As Day of Silence goes virtual, queer students fiercely keep up the fight against homophobia and transphobia despite lockdown

JP Grant

Day of Silence 2020 will see thousands of LGBT+ students and allies gather virtually to protest homophobia and transphobia on Friday (April 24). PinkNews spoke to some of the activists involved in making it happen.

For 25 years, LGBT+ students and allies have rallied against the silencing, erasure and mistreatment of queer people on the annual Day of Silence, which as the name suggests, involves taking a vow of silence for one school day.

This year, they’re taking their protest online. With schools closed due to the coronavirus pandemic, GLSEN, the leading organisation on LGBT+ issues in K-12 education in the US, is delivering a wealth of online resources to help connect and empower students, culminating in a virtual rally featuring March For Our Lives founder Emma González and Queer Eye‘s Tan France as special guests.

There is also a major grassroots effort being driven by community leaders, including LGBT+ students themselves.

JP Grant, 18, is a 12th grade student from Boston, Massachusetts.

He’s an artist, an aspiring educator, and a bisexual trans man who also identifies as non-binary in regards to how he expresses his gender. JP became involved with his school Gay Straight Alliance (GSA), and eventually the GSLEN National Student Council, because he “really needed something where [he] felt belonging”.

Because of COVID-19, JP’s final year of school has been cut short. There’ll be no graduation, no prom, no saying goodbye to his friends before heading off to college.

“It’s really sad because I don’t get to have those same memories,” he says.

Lockdown measures have also left him worried for his mother, a nurse, and for his scheduled top surgery in the summer, which is now looking uncertain.

Despite dealing with these personal issues, JP remains dedicated to lifting the voices of others, and will be spending Friday hard at work organising and campaigning online.

“We’re going 100% virtual,” he explains. “We’re gonna actually have some friends there [for Day of Silence], we have celebrities coming in to join us and honour and celebrate the work that we’re doing.”

As a member of the National Student Council, JP is used to working virtually, and wants this year’s protest to underline that even under lockdown measures which are disproportionately damaging to young LGBT+ people, the community still has a voice.

“Our work still does continue,” he says. “That’s something that we wanted to emphasise during COVID-19, that we do have these resources. The Day of Silence was put together 25 years ago, and we’re still going to continue that whether it is in person or not.”

WHAT TO WORK ON:
1/ Transcribe the Day of Silence article from "As Day of Silence" up to and including "making it happen.".
2/ According to the Day of Silence article, what will JP miss now that COVID-19 has cut his final year of school short? List each one.
3/ Write the next part of the Day of Silence article, continuing after its final paragraph.

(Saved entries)
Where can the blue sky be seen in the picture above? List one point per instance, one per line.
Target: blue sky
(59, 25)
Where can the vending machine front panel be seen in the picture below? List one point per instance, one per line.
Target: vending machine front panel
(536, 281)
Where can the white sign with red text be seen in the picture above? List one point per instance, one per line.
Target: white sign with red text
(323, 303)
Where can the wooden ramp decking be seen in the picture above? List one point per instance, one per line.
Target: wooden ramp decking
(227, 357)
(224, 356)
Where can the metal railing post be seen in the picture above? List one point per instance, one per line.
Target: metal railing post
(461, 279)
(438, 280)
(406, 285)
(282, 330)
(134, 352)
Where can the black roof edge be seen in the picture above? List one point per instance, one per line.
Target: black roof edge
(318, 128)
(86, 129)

PER-TASK OUTPUTS:
1/
As Day of Silence goes virtual, queer students fiercely keep up the fight against homophobia and transphobia despite lockdown

JP Grant

Day of Silence 2020 will see thousands of LGBT+ students and allies gather virtually to protest homophobia and transphobia on Friday (April 24). PinkNews spoke to some of the activists involved in making it happen.

2/
- Graduation
- Prom
- Saying goodbye to his friends before heading off to college

3/
Rebecca Semik is student programs manager for GLSEN Phoenix.

She’s helping to organise a social media campaign where LGBT+ students can share how they’re keeping the Day of Silence spirit alive from home, and setting up Google Hangouts for young adults to break the silence together.

“Right now, what students need most is to know they are not alone,” she says.

“Raising awareness and being public with their solidarity goes a long way for students hoping to feel seen.”

For students like JP, one of the biggest issues they face – aside from continued attacks from the White House – is a lack of resources for LGBT+ students, and about queer identities.

Despite this JP says that he feels fortunate to be coming of age in an era where many people are “more open and accepting” of identities like his.

“There was a period when it [being LGBT+] wasn’t talked about, when the Day of Silence really as a huge factor.

“There was a barrier of, ‘Well why do we need this?’ And so it was about explaining to people what the purpose of it really was.”

He credits his teachers, who “definitely stepped up”, and his peers for educating themselves about LGBT+ issues. This is something he says comes more naturally to the latter group, speaking of a generational shift in acceptance.

“I think there’s a still a huge stigma around what it means to be trans. It’s a problem all across the board, however, I do think it is a prominent issue in generations that didn’t have any exposure to what LGBTQ really is.

“I think people think that they must have a role in someone else’s identity. I think that’s the number one misunderstanding, when actually someone else’s gender identity doesn’t affect you at all.”